» Document excerpt:
>> start

Sure, this is definitely not for the public, it is just numbers one can give 
to OLCF, AMD, and Kokkos to ensure things are as they should be going to.


> On Jan 24, 2022, at 3:30 PM, Munson, Todd <tmun...@mcs.anl.gov> wrote:
> 
> I want to note that crusher is early access hardware, so we should expect 
> performance to not be great right now.  Doing what we can to help identify 
> the performance issues and keeping OLCF informed would be the best.
>  
> Note that we cannot make any of the preliminary results publicly available 
> without explicit permission from OLCF; all of the results have to be 
> considered preliminary and the software stack will undergo a rapid churn.
>  
> All the best, Todd.
>  
> From: petsc-dev <petsc-dev-boun...@mcs.anl.gov 
> <mailto:petsc-dev-boun...@mcs.anl.gov>> on behalf of Barry Smith 
> <bsm...@petsc.dev <mailto:bsm...@petsc.dev>>
> Date: Monday, January 24, 2022 at 2:24 PM
> To: Justin Chang <jychan...@gmail.com <mailto:jychan...@gmail.com>>
> Cc: "petsc-dev@mcs.anl.gov <mailto:petsc-dev@mcs.anl.gov>" 
> <petsc-dev@mcs.anl.gov <mailto:petsc-dev@mcs.anl.gov>>
> Subject: Re: [petsc-dev] Kokkos/Crusher perforance
>  
>  
>   For this, to start, someone can run 
>  
> src/vec/vec/tutorials/performance.c 
> 
> 
> and compare the performance to that in the technical report Evaluation of 
> PETSc on a Heterogeneous Architecture \\ the OLCF Summit System \\ Part I: 
> Vector Node Performance. Google to find. One does not have to and shouldn't 
> do an extensive study right now that compares everything, instead one should 
> run a very small number of different size problems (make them big) and 
> compare those sizes with what Summit gives. Note you will need to make sure 
> that performance.c uses the Kokkos backend.
>  
>   One hopes for better performance than Summit; if one gets tons worse we 
> know something is very wrong somewhere. I'd love to see some comparisons.
>  
>   Barry
>  
> 
> 
>> On Jan 24, 2022, at 3:06 PM, Justin Chang <jychan...@gmail.com 
>> <mailto:jychan...@gmail.com>> wrote:
>>  
>> Also, do you guys have an OLCF liaison? That's actually your better bet if 
>> you do.

>> end

» Recorded information:
>> start

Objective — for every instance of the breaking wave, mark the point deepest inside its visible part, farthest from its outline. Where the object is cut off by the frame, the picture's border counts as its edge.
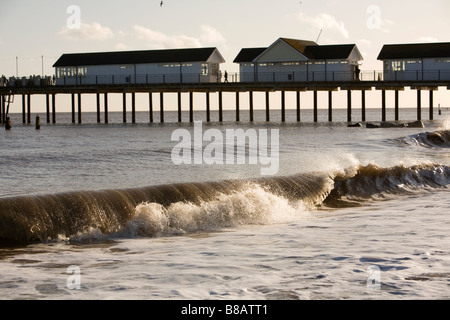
(193, 207)
(436, 139)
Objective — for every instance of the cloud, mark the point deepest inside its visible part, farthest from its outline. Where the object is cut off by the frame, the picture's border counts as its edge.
(365, 42)
(427, 39)
(92, 31)
(325, 21)
(157, 39)
(211, 35)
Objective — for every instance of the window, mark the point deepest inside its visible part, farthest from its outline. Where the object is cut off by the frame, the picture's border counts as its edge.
(398, 65)
(82, 72)
(205, 69)
(60, 73)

>> end

» Parts of the exercise:
1: Extract from the Crusher performance thread the passage from "Sure, this is" up to and including "be the best.".
2: Summarize the email thread on Kokkos performance on Crusher in three sentences.
3: Continue the email thread about Kokkos performance on Crusher from the point where it stops.

» Answer list:
1:
Sure, this is definitely not for the public, it is just numbers one can give 
to OLCF, AMD, and Kokkos to ensure things are as they should be going to.


> On Jan 24, 2022, at 3:30 PM, Munson, Todd <tmun...@mcs.anl.gov> wrote:
> 
> I want to note that crusher is early access hardware, so we should expect 
> performance to not be great right now.  Doing what we can to help identify 
> the performance issues and keeping OLCF informed would be the best.

2: Todd Munson points out that Crusher is early access hardware, so performance should not be expected to be good yet, and that no preliminary results may be made public without explicit permission from OLCF. Barry Smith proposes running src/vec/vec/tutorials/performance.c with the Kokkos backend on a small number of large problem sizes and comparing the results with Summit's figures in a technical report. In reply, the numbers are described as not meant for the public but as something to give OLCF, AMD, and Kokkos, while Justin Chang asks whether the group has an OLCF liaison.

3:
>> 
>> Performance issues with ROCm/Kokkos are pretty common in apps besides just 
>> PETSc. We have several teams actively working on rectifying this. However, I 
>> think performance issues can be quicker to identify if we had a more 
>> "official" and reproducible PETSc GPU benchmark, which I've already 
>> expressed to some folks in this thread, and as others already commented on 
>> the difficulty of such a task. Hopefully I will have more time soon to 
>> illustrate what I am thinking.
>>  
>> On Mon, Jan 24, 2022 at 1:57 PM Justin Chang <jychan...@gmail.com 
>> <mailto:jychan...@gmail.com>> wrote:
>>> My name has been called.
>>>  
>>> Mark, if you're having issues with Crusher, please contact Veronica Vergara 
>>> (vergar...@ornl.gov <mailto:vergar...@ornl.gov>). You can cc me 
>>> (justin.ch...@amd.com <mailto:justin.ch...@amd.com>) in those emails
>>>  
>>> On Mon, Jan 24, 2022 at 1:49 PM Barry Smith <bsm...@petsc.dev 
>>> <mailto:bsm...@petsc.dev>> wrote:
>>>>  
>>>> 
>>>> 
>>>>> On Jan 24, 2022, at 2:46 PM, Mark Adams <mfad...@lbl.gov 
>>>>> <mailto:mfad...@lbl.gov>> wrote:
>>>>>  
>>>>> Yea, CG/Jacobi is as close to a benchmark code as we could want. I could 
>>>>> run this on one processor to get cleaner numbers.
>>>>>  
>>>>> Is there a designated ECP technical support contact?
>>>>  
>>>>    Mark, you've forgotten you work for DOE. There isn't a non-ECP 
>>>> technical support contact. 
>>>>  
>>>>    But if this is an AMD machine then maybe contact Matt's student Justin 
>>>> Chang?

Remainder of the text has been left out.